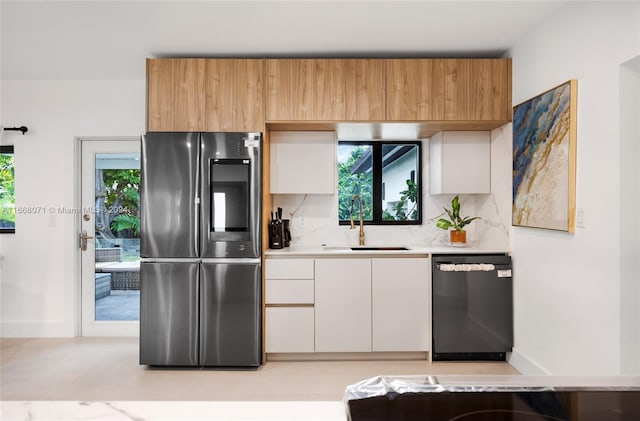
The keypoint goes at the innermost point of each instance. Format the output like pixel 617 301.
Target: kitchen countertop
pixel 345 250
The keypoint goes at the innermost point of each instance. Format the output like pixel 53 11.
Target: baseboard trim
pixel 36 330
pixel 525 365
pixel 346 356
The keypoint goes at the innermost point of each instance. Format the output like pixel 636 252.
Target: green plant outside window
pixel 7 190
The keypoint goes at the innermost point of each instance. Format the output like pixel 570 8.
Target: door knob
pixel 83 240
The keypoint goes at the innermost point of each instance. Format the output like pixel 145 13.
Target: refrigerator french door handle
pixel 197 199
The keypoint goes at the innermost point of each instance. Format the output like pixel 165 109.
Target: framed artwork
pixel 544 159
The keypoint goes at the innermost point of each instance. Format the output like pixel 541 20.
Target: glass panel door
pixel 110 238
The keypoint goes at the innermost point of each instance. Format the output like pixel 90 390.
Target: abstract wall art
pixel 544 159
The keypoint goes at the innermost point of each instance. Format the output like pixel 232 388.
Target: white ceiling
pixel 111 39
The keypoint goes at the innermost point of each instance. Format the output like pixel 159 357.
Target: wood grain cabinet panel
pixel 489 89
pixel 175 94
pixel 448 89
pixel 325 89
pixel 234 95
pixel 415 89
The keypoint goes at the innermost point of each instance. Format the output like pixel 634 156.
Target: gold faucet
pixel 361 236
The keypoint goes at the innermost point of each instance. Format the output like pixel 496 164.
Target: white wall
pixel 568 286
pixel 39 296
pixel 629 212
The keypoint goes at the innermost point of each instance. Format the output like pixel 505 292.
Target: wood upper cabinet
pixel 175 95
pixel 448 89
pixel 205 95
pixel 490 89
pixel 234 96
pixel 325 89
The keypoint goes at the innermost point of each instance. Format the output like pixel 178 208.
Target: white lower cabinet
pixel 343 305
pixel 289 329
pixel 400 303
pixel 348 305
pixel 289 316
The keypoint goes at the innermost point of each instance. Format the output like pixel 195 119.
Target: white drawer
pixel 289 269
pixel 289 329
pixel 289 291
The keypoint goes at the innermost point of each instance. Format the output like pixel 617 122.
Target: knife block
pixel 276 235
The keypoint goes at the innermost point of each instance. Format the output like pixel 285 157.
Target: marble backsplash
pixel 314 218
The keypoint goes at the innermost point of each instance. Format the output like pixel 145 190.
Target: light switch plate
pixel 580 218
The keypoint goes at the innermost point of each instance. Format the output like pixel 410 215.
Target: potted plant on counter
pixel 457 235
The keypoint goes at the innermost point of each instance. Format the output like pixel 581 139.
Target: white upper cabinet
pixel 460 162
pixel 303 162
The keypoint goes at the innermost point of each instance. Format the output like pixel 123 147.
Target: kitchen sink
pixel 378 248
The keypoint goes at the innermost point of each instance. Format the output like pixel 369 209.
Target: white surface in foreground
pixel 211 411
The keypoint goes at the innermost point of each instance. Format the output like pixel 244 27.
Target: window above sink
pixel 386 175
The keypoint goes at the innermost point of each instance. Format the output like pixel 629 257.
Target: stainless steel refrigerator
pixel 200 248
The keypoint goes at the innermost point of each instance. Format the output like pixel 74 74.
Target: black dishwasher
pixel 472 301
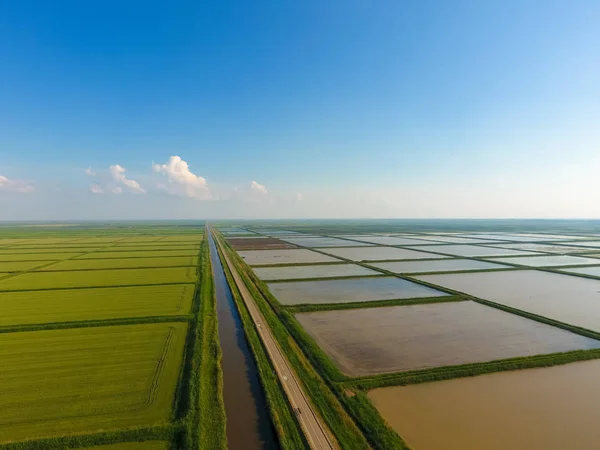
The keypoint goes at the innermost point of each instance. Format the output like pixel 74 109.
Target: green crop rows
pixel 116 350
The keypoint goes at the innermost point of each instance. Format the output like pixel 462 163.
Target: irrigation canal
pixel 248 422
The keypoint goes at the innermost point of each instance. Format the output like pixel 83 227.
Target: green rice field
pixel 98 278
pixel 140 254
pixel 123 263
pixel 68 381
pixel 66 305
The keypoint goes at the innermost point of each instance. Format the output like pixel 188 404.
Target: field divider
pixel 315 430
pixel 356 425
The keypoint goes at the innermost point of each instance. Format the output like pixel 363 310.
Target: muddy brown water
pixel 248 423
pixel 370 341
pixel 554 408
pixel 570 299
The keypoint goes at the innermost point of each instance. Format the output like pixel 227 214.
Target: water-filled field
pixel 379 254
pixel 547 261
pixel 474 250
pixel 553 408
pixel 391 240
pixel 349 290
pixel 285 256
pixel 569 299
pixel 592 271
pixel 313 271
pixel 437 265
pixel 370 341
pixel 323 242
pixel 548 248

- - - - - - -

**Required task**
Edit the listing above so that every "innermost point" becomes "central point", leaving all other text unchanged. Omit the pictures from your answer.

**Result of this exercise**
The keypoint goes at the central point of each instance. Format the output like pixel 617 301.
Target: kitchen countertop
pixel 345 250
The keypoint goes at the central point of each instance. Format the output like pixel 53 11.
Target: baseboard trim
pixel 36 330
pixel 525 365
pixel 346 356
The keypoint goes at the central point of each instance. Format the output like pixel 636 252.
Target: green plant outside window
pixel 7 190
The keypoint goes at the central point of each instance. Format the output like pixel 570 8.
Target: door knob
pixel 83 240
The keypoint goes at the central point of each instance. Format the output like pixel 145 13.
Target: refrigerator french door handle
pixel 197 199
The keypoint goes at the central point of each instance. Format the output like pixel 165 109.
Target: framed artwork
pixel 544 159
The keypoint goes at the central point of each instance. Format the output like pixel 541 20.
Target: glass panel door
pixel 110 238
The keypoint goes at the central point of each instance. Format the output like pixel 90 390.
Target: abstract wall art
pixel 544 159
The keypoint goes at the central point of each instance. Format the output like pixel 232 388.
Target: white ceiling
pixel 111 39
The keypoint goes at the central point of each instance. Format the output like pixel 159 357.
Target: wood grain cabinet panel
pixel 489 89
pixel 175 94
pixel 448 89
pixel 325 89
pixel 234 95
pixel 415 89
The keypoint goes at the central point of each instance. Format the output like pixel 634 156.
Target: gold faucet
pixel 361 236
The keypoint goes at the central point of each instance. Format the output like pixel 496 164.
Target: white wall
pixel 568 286
pixel 39 296
pixel 629 212
The keypoint goes at the central point of each instance. Format the output like pixel 505 292.
Target: wood upper cabinet
pixel 175 95
pixel 448 89
pixel 205 95
pixel 490 89
pixel 234 96
pixel 325 89
The keypoint goes at the central point of each instance. Format the output like pixel 178 208.
Target: white lower cabinet
pixel 343 305
pixel 289 329
pixel 400 303
pixel 348 305
pixel 289 316
The keypoint goes at the central point of each instance. Format the output like pixel 195 119.
Target: white drawer
pixel 289 269
pixel 289 329
pixel 289 291
The keypoint goes at the central point of each instance. Format the output like pixel 617 122.
Target: knife block
pixel 276 235
The keypoint goes at the central point of each instance. Format the output like pixel 285 157.
Target: marble backsplash
pixel 314 218
The keypoint goes at the central point of each instance. Format the output like pixel 145 190.
Target: light switch plate
pixel 580 218
The keypoint goes at the central point of each instance. Format the output like pixel 410 215.
Target: potted plant on counter
pixel 457 235
The keypoint goes at the central point of each instance. Format the output like pixel 581 139.
Target: white upper cabinet
pixel 460 162
pixel 303 162
The keypoint goes at the central point of each instance. Format the output like pixel 123 147.
Target: kitchen sink
pixel 378 248
The keypoint goes at the central point of each instance. Format the output like pixel 369 209.
Target: white surface in foreground
pixel 211 411
The keypoint goes at the central point of each instance. Format the output like pixel 244 27.
Target: window above sink
pixel 386 175
The keypoint goes at the central point of each instance. Format the output like pixel 629 257.
Target: stainless steel refrigerator
pixel 200 248
The keypoint goes at the central point of each instance. Format the output like pixel 74 74.
Target: black dishwasher
pixel 472 301
The keypoint goes at the central point of each instance. Format the output like pixel 74 109.
Target: green crop rows
pixel 116 350
The keypoint goes at the central point of each instance. Format the output like pixel 462 163.
Target: irrigation canal
pixel 248 422
The keypoint goes at the central point of each instance. Format the output like pixel 83 227.
Target: green rice field
pixel 98 278
pixel 140 254
pixel 123 263
pixel 68 381
pixel 66 305
The keypoint goes at the central point of each instance. Format the output like pixel 188 404.
Target: field divider
pixel 315 430
pixel 356 425
The keypoint goes at the central point of each instance. Format the output like pixel 363 310.
Target: muddy brown water
pixel 248 423
pixel 370 341
pixel 554 408
pixel 570 299
The keypoint goes at the central point of each instance. Format the output like pixel 227 214.
Target: water-filled field
pixel 379 254
pixel 547 261
pixel 474 250
pixel 553 408
pixel 391 240
pixel 349 290
pixel 285 256
pixel 569 299
pixel 592 271
pixel 313 271
pixel 437 265
pixel 370 341
pixel 323 242
pixel 548 248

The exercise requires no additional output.